## TEXT TO READ

Most top runners are sponsored or have flexible schedules—students, waiters, coaches—that can be tailored to running. Not Horton. He's a 40-to-50-hour-a-week accountant for a trucking company. A former mid-pack collegiate runner, he got serious about marathon training in 2006 by studying other runners and cramming 100 miles per week into his limited free time. (He was also putting in 15 hours a week after work as a tuition adviser at a nonprofit.) In the 2006 Chicago Marathon, Horton's first, he ran a 2:21:58—fast enough to qualify for the Olympic Trials. In April 2008, he ran Boston in 2:25:14, finishing eighth among all Americans and 25th overall.

"Running has to be everything and nothing at the same time. You've got to have balance. You can't just wake up, stretch, run, take a nap, and run again. You've got to go to work and do your regular routine, and running is at the back of your mind. But it's there. Once you've satisfied your duties, the day is yours. You need to be a stickler for planning, having a calendar, setting small goals. I'd plan my season in Excel, and if I had a conflict I'd know in advance. I'm not talented, but I work hard. I had some potential in college, but I never reached it. It left me hungry. It's about turning something that looks like failure into something that motivates you." KEY TIP: "Stubbornness is not a bad thing. Sometimes you have to miss that social event or activity. But that's why there's downtime. Make the most of it."

## STORED DATA
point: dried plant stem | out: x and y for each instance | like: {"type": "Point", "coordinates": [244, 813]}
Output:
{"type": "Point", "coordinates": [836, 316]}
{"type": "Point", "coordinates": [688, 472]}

## WHAT NEEDS TO BE DONE
Reproduce the stretch of the runner profile from "Most top runners" through "and 25th overall.", renaming "accountant" to "bookkeeper" wherever it appears. The data here come from a separate source.

## RESPONSE
Most top runners are sponsored or have flexible schedules—students, waiters, coaches—that can be tailored to running. Not Horton. He's a 40-to-50-hour-a-week bookkeeper for a trucking company. A former mid-pack collegiate runner, he got serious about marathon training in 2006 by studying other runners and cramming 100 miles per week into his limited free time. (He was also putting in 15 hours a week after work as a tuition adviser at a nonprofit.) In the 2006 Chicago Marathon, Horton's first, he ran a 2:21:58—fast enough to qualify for the Olympic Trials. In April 2008, he ran Boston in 2:25:14, finishing eighth among all Americans and 25th overall.